Instructions for the task:
Please print every line of the items below word for word, leaving out the pictures.

Source records:

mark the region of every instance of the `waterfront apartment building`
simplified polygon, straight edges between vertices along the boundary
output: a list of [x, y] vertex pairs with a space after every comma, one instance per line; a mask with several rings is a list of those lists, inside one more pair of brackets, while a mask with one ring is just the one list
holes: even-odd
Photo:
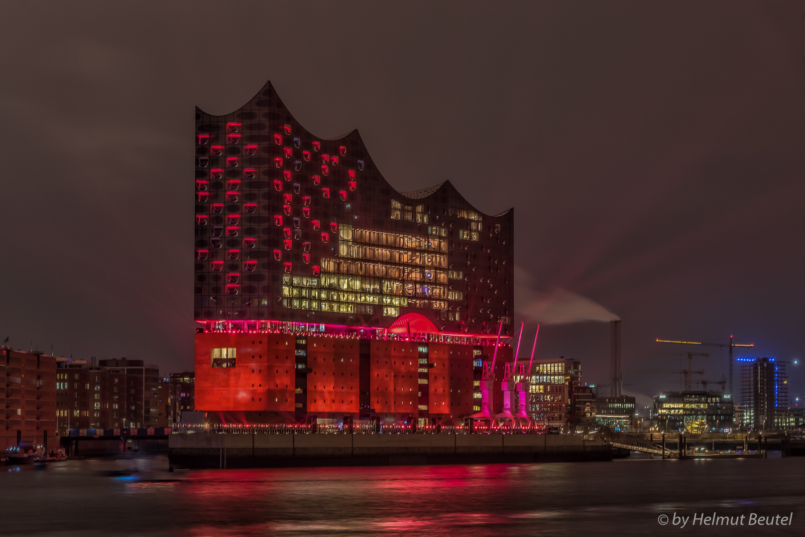
[[[749, 430], [779, 428], [788, 408], [786, 363], [774, 358], [738, 358], [744, 426]], [[787, 423], [787, 420], [783, 420]]]
[[634, 397], [631, 396], [597, 397], [596, 425], [619, 432], [632, 432], [637, 428], [634, 408]]
[[168, 379], [167, 416], [169, 423], [181, 420], [182, 412], [196, 410], [196, 373], [172, 373]]
[[33, 351], [0, 347], [0, 442], [5, 449], [21, 442], [47, 444], [56, 432], [56, 359]]
[[732, 398], [720, 391], [663, 391], [653, 415], [663, 432], [727, 432], [735, 428]]
[[313, 135], [270, 84], [231, 113], [196, 109], [193, 142], [195, 408], [242, 422], [502, 412], [512, 210], [484, 214], [447, 181], [398, 191], [357, 130]]

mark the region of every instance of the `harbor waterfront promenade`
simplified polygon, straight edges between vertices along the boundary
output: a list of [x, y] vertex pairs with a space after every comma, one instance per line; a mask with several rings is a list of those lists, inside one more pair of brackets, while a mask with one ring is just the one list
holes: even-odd
[[171, 469], [609, 461], [612, 446], [580, 436], [188, 432], [168, 437]]

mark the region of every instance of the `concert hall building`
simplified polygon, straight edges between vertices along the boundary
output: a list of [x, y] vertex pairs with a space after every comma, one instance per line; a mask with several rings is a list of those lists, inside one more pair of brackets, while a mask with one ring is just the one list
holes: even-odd
[[196, 109], [194, 144], [197, 410], [249, 423], [479, 412], [501, 322], [495, 369], [511, 359], [513, 210], [483, 214], [448, 181], [398, 191], [357, 130], [314, 136], [270, 84], [232, 113]]

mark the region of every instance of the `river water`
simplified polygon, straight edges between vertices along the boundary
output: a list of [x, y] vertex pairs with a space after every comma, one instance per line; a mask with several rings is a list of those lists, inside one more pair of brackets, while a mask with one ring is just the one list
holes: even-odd
[[[805, 535], [805, 457], [167, 468], [163, 457], [0, 467], [0, 535]], [[138, 471], [109, 475], [126, 469]], [[737, 525], [702, 525], [714, 512]], [[749, 525], [791, 512], [791, 525]]]

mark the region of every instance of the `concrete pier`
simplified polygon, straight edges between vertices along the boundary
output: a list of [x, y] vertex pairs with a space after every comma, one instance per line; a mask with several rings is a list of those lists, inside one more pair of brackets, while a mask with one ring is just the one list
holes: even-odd
[[172, 468], [266, 468], [609, 461], [612, 449], [548, 434], [317, 434], [184, 432], [170, 435]]

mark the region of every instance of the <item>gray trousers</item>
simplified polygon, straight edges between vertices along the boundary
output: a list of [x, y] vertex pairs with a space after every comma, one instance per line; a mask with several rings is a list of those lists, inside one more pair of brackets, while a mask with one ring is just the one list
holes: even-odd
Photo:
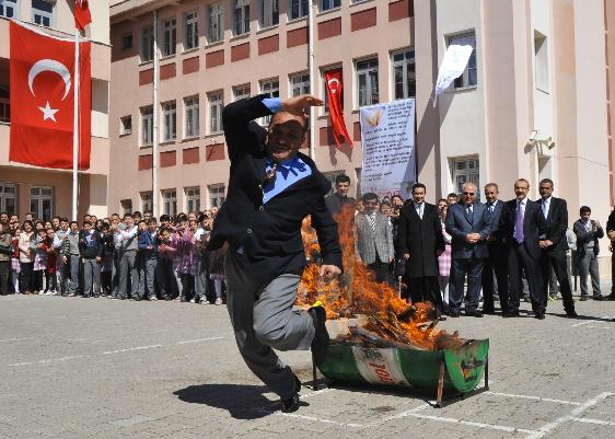
[[301, 278], [281, 275], [264, 288], [250, 275], [245, 256], [229, 250], [227, 308], [235, 340], [247, 367], [281, 398], [294, 394], [294, 376], [274, 349], [306, 350], [314, 338], [314, 324], [306, 312], [293, 311]]
[[70, 282], [68, 284], [68, 292], [70, 294], [77, 294], [77, 290], [79, 289], [79, 259], [80, 257], [78, 255], [69, 256], [68, 265], [70, 265]]
[[[94, 285], [93, 291], [92, 286]], [[101, 293], [101, 264], [96, 259], [83, 259], [83, 296]]]
[[592, 278], [592, 289], [593, 294], [600, 294], [600, 273], [597, 270], [597, 258], [593, 253], [593, 249], [590, 249], [581, 257], [579, 255], [579, 278], [581, 284], [581, 296], [588, 294], [588, 274]]
[[137, 293], [141, 299], [146, 297], [146, 289], [148, 298], [155, 297], [154, 276], [156, 264], [158, 259], [151, 257], [139, 258], [139, 288]]
[[[128, 250], [120, 254], [118, 297], [126, 298], [129, 293], [137, 296], [139, 289], [139, 272], [136, 262], [137, 251]], [[130, 276], [130, 285], [128, 285], [128, 276]]]

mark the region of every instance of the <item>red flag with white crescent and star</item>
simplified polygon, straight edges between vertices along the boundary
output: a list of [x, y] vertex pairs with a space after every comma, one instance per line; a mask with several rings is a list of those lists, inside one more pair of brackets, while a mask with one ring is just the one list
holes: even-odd
[[[90, 167], [90, 42], [79, 44], [79, 169]], [[9, 160], [72, 169], [74, 41], [10, 23], [11, 145]]]
[[352, 147], [352, 138], [348, 134], [346, 123], [344, 122], [344, 111], [341, 109], [343, 80], [341, 69], [327, 70], [325, 72], [325, 84], [327, 90], [330, 125], [333, 127], [333, 137], [337, 143], [337, 148], [341, 149], [339, 137], [344, 137], [345, 141]]
[[92, 14], [88, 0], [74, 0], [74, 26], [85, 31], [85, 26], [90, 23], [92, 23]]

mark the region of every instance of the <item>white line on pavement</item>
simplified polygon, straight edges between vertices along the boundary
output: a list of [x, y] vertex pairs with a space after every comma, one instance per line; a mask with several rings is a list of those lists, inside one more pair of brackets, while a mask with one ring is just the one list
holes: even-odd
[[611, 420], [589, 419], [589, 418], [572, 418], [572, 420], [576, 420], [578, 423], [615, 426], [615, 423], [612, 423]]
[[581, 403], [576, 403], [573, 401], [553, 400], [550, 397], [541, 397], [541, 396], [531, 396], [531, 395], [517, 395], [514, 393], [500, 393], [500, 392], [485, 392], [485, 393], [489, 394], [489, 395], [496, 395], [496, 396], [508, 396], [508, 397], [519, 397], [519, 398], [522, 398], [522, 400], [544, 401], [546, 403], [582, 405]]
[[152, 345], [152, 346], [138, 346], [138, 347], [129, 347], [127, 349], [117, 349], [117, 350], [106, 350], [103, 353], [103, 355], [109, 355], [109, 354], [119, 354], [119, 353], [129, 353], [131, 350], [143, 350], [143, 349], [153, 349], [156, 347], [162, 347], [162, 345]]

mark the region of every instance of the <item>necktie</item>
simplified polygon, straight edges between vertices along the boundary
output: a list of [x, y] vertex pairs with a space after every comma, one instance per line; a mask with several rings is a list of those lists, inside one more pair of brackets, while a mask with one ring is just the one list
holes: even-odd
[[278, 162], [274, 162], [271, 164], [271, 169], [265, 172], [265, 178], [260, 183], [260, 189], [264, 189], [268, 184], [271, 184], [276, 181], [276, 171], [278, 170]]
[[372, 233], [375, 234], [375, 212], [368, 215], [368, 219], [370, 220], [370, 227], [372, 229]]
[[522, 209], [522, 204], [521, 201], [517, 203], [517, 223], [515, 223], [515, 231], [514, 231], [514, 239], [517, 240], [518, 243], [522, 243], [523, 241], [525, 241], [525, 236], [523, 234], [523, 217], [525, 216], [525, 212]]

Answer to the problem:
mark the region of every instance of the `waterfront apartment building`
simplified polygon, straight edges between vertices along the boundary
output: a list of [x, y] vertex pairs with a space after every comma, one instance per line; a mask with several rings is a list of those lists, inside one more pair of brackets, while a mask with one ring is just the one list
holes: even-odd
Photo:
[[[749, 430], [779, 428], [788, 408], [786, 363], [774, 358], [738, 358], [744, 426]], [[787, 423], [787, 420], [783, 420]]]
[[634, 397], [631, 396], [597, 397], [596, 425], [619, 432], [632, 432], [637, 428], [634, 408]]
[[168, 379], [167, 416], [169, 423], [181, 420], [182, 412], [196, 410], [196, 373], [172, 373]]
[[33, 351], [0, 347], [0, 442], [5, 449], [21, 442], [47, 444], [56, 432], [56, 359]]
[[732, 398], [720, 391], [663, 391], [653, 415], [663, 432], [727, 432], [735, 428]]
[[313, 135], [270, 84], [231, 113], [196, 109], [193, 142], [195, 408], [242, 422], [502, 412], [512, 210], [484, 214], [447, 181], [398, 191], [357, 130]]

mark the region of every instance of the `harbor waterfront promenade`
simplified polygon, straight edges between vertices along the boundary
output: a list of [x, y] vertex pairs with a space after every comma, one instance per line; a mask with several rings is a list of those lists, inside one more pair of brackets, while a mask with one ring is just the one list
holes: even-odd
[[171, 469], [609, 461], [612, 446], [580, 436], [188, 432], [168, 437]]

mark the region of every instance of the `concert hall building`
simplified polygon, straight edges between vertices along the boundary
output: a list of [x, y] vertex pairs with a space after every comma, one instance per line; a mask with several rings is a list of those lists, inside one more pair of brackets, while a mask with one ring is just the one list
holes: even-odd
[[196, 109], [194, 144], [197, 410], [249, 423], [479, 412], [501, 322], [495, 369], [511, 359], [513, 210], [483, 214], [448, 181], [398, 191], [357, 130], [314, 136], [270, 84], [232, 113]]

mark the region of every instance of the `river water`
simplified polygon, straight edges between vertices along the boundary
output: a list of [x, y] vertex pairs with a space after every comma, one instance per line; a mask with several rings is a list of those lists, inside one more pair of brackets, while a mask with one ring is just the one list
holes: even-odd
[[[805, 535], [805, 457], [167, 468], [163, 457], [0, 467], [0, 535]], [[138, 471], [109, 475], [126, 469]], [[737, 525], [702, 525], [714, 512]], [[749, 525], [791, 512], [791, 525]]]

mark the region of every instance of the `concrete pier`
simplified polygon, straight edges between vertices along the boundary
output: a list of [x, y] vertex pairs with a space after every comma, one instance per line; a mask with several rings is a list of those lists, inside one more pair of brackets, while a mask with one ring is just the one list
holes: even-odd
[[172, 468], [266, 468], [609, 461], [612, 449], [548, 434], [317, 434], [184, 432], [170, 435]]

mark the region of every instance of the <item>gray trousers</item>
simplified polygon, straight edges between vertices along the boundary
output: a list of [x, y] vertex pairs with a space after every comma, one instance per line; a mask with several rings is a list of those lists, inside one more pair of brackets, while a mask with one ring is just the one list
holes: even-odd
Photo:
[[301, 278], [281, 275], [264, 288], [250, 275], [245, 256], [229, 250], [227, 308], [235, 340], [247, 367], [281, 398], [294, 394], [294, 376], [274, 349], [306, 350], [314, 338], [314, 324], [306, 312], [293, 311]]
[[70, 282], [68, 284], [68, 292], [70, 294], [77, 294], [77, 290], [79, 289], [79, 259], [80, 257], [78, 255], [69, 256], [68, 265], [70, 265]]
[[[94, 285], [93, 291], [92, 286]], [[101, 293], [101, 264], [96, 259], [83, 259], [83, 296]]]
[[592, 278], [592, 289], [593, 294], [600, 294], [600, 273], [597, 270], [597, 258], [593, 253], [593, 249], [590, 249], [581, 257], [579, 255], [579, 278], [581, 284], [581, 296], [588, 294], [588, 274]]
[[137, 293], [141, 299], [146, 297], [146, 289], [148, 298], [155, 297], [154, 276], [156, 264], [158, 259], [151, 257], [139, 258], [139, 288]]
[[[128, 250], [120, 254], [118, 297], [126, 298], [129, 293], [137, 296], [139, 289], [139, 272], [136, 262], [137, 251]], [[130, 276], [130, 285], [128, 285], [128, 276]]]

mark the region of every instance of the <item>red flag with white crescent and star</item>
simplified polygon, straight edges between vertices along the boundary
output: a list of [x, y] vertex pairs with a space after every comma, one instance per line; a mask with several rings is a list of those lists, inside one more pair of brackets, while a mask with one ring is just the one list
holes: even-odd
[[[90, 167], [90, 42], [79, 44], [79, 169]], [[9, 160], [72, 169], [74, 41], [10, 23], [11, 145]]]
[[352, 147], [352, 138], [348, 134], [346, 123], [344, 122], [344, 111], [341, 109], [343, 80], [341, 69], [327, 70], [325, 72], [325, 84], [327, 90], [330, 125], [333, 127], [333, 137], [337, 143], [337, 148], [341, 149], [339, 137], [344, 137], [345, 141]]
[[92, 14], [88, 0], [74, 0], [74, 26], [85, 31], [85, 26], [90, 23], [92, 23]]

mark the region of every instance of the <item>white line on pavement</item>
simplified polygon, straight edges between vertices along the boundary
output: a list of [x, y] vertex pairs with a space after every comma, one instance per line; a mask with several rings is a list of those lists, inside one more pair of brackets, while a mask with one ring is just the one list
holes: even-odd
[[611, 420], [589, 419], [589, 418], [572, 418], [572, 420], [576, 420], [578, 423], [615, 426], [615, 423], [612, 423]]
[[581, 403], [576, 403], [573, 401], [553, 400], [550, 397], [541, 397], [541, 396], [531, 396], [531, 395], [517, 395], [514, 393], [500, 393], [500, 392], [485, 392], [485, 393], [489, 394], [489, 395], [496, 395], [496, 396], [508, 396], [508, 397], [519, 397], [519, 398], [522, 398], [522, 400], [544, 401], [546, 403], [582, 405]]
[[152, 345], [152, 346], [138, 346], [138, 347], [129, 347], [127, 349], [117, 349], [117, 350], [106, 350], [103, 353], [103, 355], [109, 355], [109, 354], [119, 354], [119, 353], [129, 353], [131, 350], [143, 350], [143, 349], [153, 349], [156, 347], [162, 347], [162, 345]]

mark the region of every instance of the <item>necktie</item>
simplified polygon, straight edges between vertices along the boundary
output: a list of [x, y] vertex pairs with a space after every comma, one instance per line; a mask with several rings is a list of those lists, inside one more pair of brackets, while a mask with one ring is just the one list
holes: even-odd
[[278, 162], [274, 162], [271, 164], [271, 169], [265, 172], [265, 178], [260, 183], [260, 189], [264, 189], [268, 184], [271, 184], [276, 181], [276, 171], [278, 170]]
[[372, 233], [375, 234], [375, 212], [368, 215], [368, 219], [370, 220], [370, 227], [372, 229]]
[[522, 209], [522, 204], [521, 201], [517, 203], [517, 223], [515, 223], [515, 231], [514, 231], [514, 239], [517, 240], [518, 243], [522, 243], [523, 241], [525, 241], [525, 236], [523, 234], [523, 217], [525, 216], [525, 212]]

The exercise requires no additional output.